• **Passage**:
3.2. Aerosol Transport from the Amazon to Southern Brazil

Figure 4 and Figure 5 illustrate the aerosol mass flux and atmospheric circulation during the first half of September 2024. Figure 4 depicts the aerosol mass flux, which represents the product of the carbonaceous aerosol concentration and wind, allowing for inferences about aerosol concentrations in the region as well as their transport. Figure 5, on the other hand, shows the atmospheric circulation, providing an essential context to support the analysis. The analysis revealed that the main sources of aerosol emissions were in the Amazon region. Subsequently, these aerosols were transported to southern and southeastern Brazil, mainly driven by the South American Low-Level Jet (SALLJ), as evidenced in Figure 5. The SALLJ, characterized by strong winds primarily at the level of 850 hPa [60,61,62], has been widely described by several authors as the main mechanism responsible for transporting heat and moisture from the Amazon to southern Brazil, as well as carrying biomass burning products from the Amazon to subtropical regions [63,64,65].

During the initial days of the analyzed period (1 september and 2 September 2024), an increase in aerosol mass flux values (up to 2.4 kg m⁻¹s⁻¹) was observed over the Amazon region, driven by intense fire activity. Already in these first two days, the southward transport of aerosols could be identified, reaching the São Martinho region on 1 September 2024, although with a low intensity. Due to changes in atmospheric circulation (Figure 5), these aerosols subsequently reached the São Paulo region by 2 September 2024. Between 3 and 7 September 2024, the southward transport of aerosols was observed. However, the aerosol mass flux values were less intense, and due to changes in atmospheric circulation, the intensities alternated between the cities of São Martinho and São Paulo.

On 7 September 2024, an intensification in wind speed toward the south was observed (Figure 5g), which persisted until 11 September 2024 (Figure 5k). On 8 September 2024, aerosol mass flux values intensified once again (Figure 4h), with the reestablishment of transport toward southern Brazil, driven by atmospheric circulation. This transport directly impacted the city of São Martinho and persisted in the region until 11 September 2024 (Figure 4k). This pattern is also evident in Figure 3, where the AOD begins to increase on 6 September 2024, reaching its peak on 11 September 2024.

In the following days (13–15 September 2024), a decrease in the intensity of the winds was observed in some areas of southern Brazil, which was associated with the passage of a high-pressure system that settled over part of Uruguay and southern Brazil (Figure 5m–o), causing the wind flow to change to a more southerly component toward the east. Consequently, the aerosol plume began to shift northward (Figure 4m–o). This shift enabled higher concentrations of carbonaceous aerosols to reach São Paulo and considerably increase the AOD concentrations during this period (Figure 3).

• **Data provided**:

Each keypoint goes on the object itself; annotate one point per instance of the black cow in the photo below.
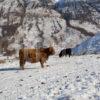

• **Tasks to carry out**:
[1] According to the aerosol transport passage, why did the aerosol plume begin to shift northward between 13 and 15 September 2024?
[2] Rewrite the aerosol transport passage between "During the initial" and "and São Paulo.", inclusive, replacing "aerosol mass flux" with "aerosol flux".

• **Task answers**:
[1] A high-pressure system passed and settled over part of Uruguay and southern Brazil. This weakened the winds in some areas of southern Brazil and changed the wind flow to a more southerly component toward the east. As a result, the plume moved northward.

[2]
During the initial days of the analyzed period (1 september and 2 September 2024), an increase in aerosol flux values (up to 2.4 kg m⁻¹s⁻¹) was observed over the Amazon region, driven by intense fire activity. Already in these first two days, the southward transport of aerosols could be identified, reaching the São Martinho region on 1 September 2024, although with a low intensity. Due to changes in atmospheric circulation (Figure 5), these aerosols subsequently reached the São Paulo region by 2 September 2024. Between 3 and 7 September 2024, the southward transport of aerosols was observed. However, the aerosol flux values were less intense, and due to changes in atmospheric circulation, the intensities alternated between the cities of São Martinho and São Paulo.